-- Start of Dataset extract --
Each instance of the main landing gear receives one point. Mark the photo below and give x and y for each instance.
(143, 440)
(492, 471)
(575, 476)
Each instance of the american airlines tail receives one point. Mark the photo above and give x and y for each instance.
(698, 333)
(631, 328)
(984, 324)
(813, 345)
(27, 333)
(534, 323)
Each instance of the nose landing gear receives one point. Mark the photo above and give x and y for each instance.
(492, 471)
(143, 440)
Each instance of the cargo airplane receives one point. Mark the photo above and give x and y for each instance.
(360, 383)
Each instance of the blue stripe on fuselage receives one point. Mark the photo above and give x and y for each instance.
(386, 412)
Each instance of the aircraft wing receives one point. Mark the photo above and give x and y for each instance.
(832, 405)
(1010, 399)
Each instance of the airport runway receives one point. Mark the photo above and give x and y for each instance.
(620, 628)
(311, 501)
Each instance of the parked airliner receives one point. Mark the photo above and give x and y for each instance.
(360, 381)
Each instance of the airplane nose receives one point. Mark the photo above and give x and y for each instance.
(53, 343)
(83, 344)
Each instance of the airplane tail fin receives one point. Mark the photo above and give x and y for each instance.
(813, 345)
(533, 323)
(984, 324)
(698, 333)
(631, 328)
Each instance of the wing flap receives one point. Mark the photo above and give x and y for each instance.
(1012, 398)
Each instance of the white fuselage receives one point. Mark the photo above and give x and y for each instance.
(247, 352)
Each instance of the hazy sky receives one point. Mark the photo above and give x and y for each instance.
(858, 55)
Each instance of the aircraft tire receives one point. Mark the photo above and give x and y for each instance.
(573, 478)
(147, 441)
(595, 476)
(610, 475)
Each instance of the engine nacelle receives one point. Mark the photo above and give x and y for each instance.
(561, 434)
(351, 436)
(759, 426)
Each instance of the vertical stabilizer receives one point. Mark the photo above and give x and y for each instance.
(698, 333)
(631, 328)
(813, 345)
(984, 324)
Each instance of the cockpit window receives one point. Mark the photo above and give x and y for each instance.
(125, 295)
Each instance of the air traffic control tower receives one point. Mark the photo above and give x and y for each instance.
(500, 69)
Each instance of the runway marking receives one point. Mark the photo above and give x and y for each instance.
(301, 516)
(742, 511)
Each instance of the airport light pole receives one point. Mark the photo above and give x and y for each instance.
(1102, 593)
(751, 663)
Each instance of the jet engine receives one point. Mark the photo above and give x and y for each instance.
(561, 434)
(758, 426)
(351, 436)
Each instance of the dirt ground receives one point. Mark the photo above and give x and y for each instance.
-- End of Dataset extract --
▶ **What is required**
Please copy out every one of the rows above word for word, without changing anything.

▶ **Answer**
Each instance of the main landing gear receives one point. Mark the photo below and give x and y for each instance.
(143, 440)
(492, 471)
(575, 476)
Each instance of the american airlines tail receives one point. Mark the photo above and give x and y for each instance.
(698, 333)
(631, 328)
(984, 324)
(813, 345)
(27, 333)
(534, 323)
Each instance of the nose landing gear receives one point. Mark the photo above and give x and y for each instance.
(492, 471)
(143, 440)
Each instance of the cargo airplane receives one point. Mark the photo above and give x and y for each instance.
(360, 383)
Each instance of the blue stripe on fuselage receives one point. Mark the photo above and give x and y for each instance.
(386, 412)
Each instance of the aircraft wing receives one point. Mark the photo above and give x and y for each instance.
(832, 405)
(1010, 399)
Each instance of the airport runway receives one point. Mark the photo above and give x and y for each instance.
(620, 628)
(311, 501)
Each instance of the parked airliner receives one point. Mark the photo above and give x and y for each instance.
(360, 381)
Each instance of the airplane nose receives one point. Mark the photo above and give x and y for each instance.
(53, 343)
(83, 344)
Each instance of the airplane tail fin receives one point. Mark the photo above and give x and y for each instance.
(813, 345)
(533, 323)
(984, 324)
(698, 333)
(631, 328)
Each instance of the wing flap receives one point. Mark the photo above and give x and y for each instance.
(1012, 398)
Each instance of the white fuselage receives one point. Mark the photo above and give x and y for each instance.
(247, 352)
Each instance of the hazy sky receives one point. Mark the photo above and give x and y for each instance.
(858, 55)
Each instance of the aircraft tire receives one point. Mark the photo above and give x and y for each instance.
(573, 478)
(147, 441)
(595, 476)
(610, 475)
Each instance of the engine nacelle receives one point. Mark the photo above and give x and y for each instance.
(561, 434)
(351, 436)
(759, 426)
Each instance of the vertical stabilizer receives one point. Mark the photo above and give x and y for each instance.
(698, 333)
(631, 328)
(813, 345)
(984, 324)
Each instance of the cockpit window receives one point. Mark the photo above and give x and y for each instance.
(125, 295)
Each instance of the air traffic control tower receives one point. Mark the photo above and give x and y for each instance.
(500, 69)
Each instance of the runway marking receives one point. Mark the photo above and give x and y for each instance.
(301, 516)
(742, 511)
Each instance of the airport light pole receives one point. Mark the photo above and give x and y for each instance.
(1102, 593)
(751, 663)
Each instance of the jet engine receives one point. Mark the photo above and give x and y for each instance.
(561, 434)
(758, 426)
(351, 436)
Each instance of the dirt ground receives one point. Mark the photo above and give x and y for each instance.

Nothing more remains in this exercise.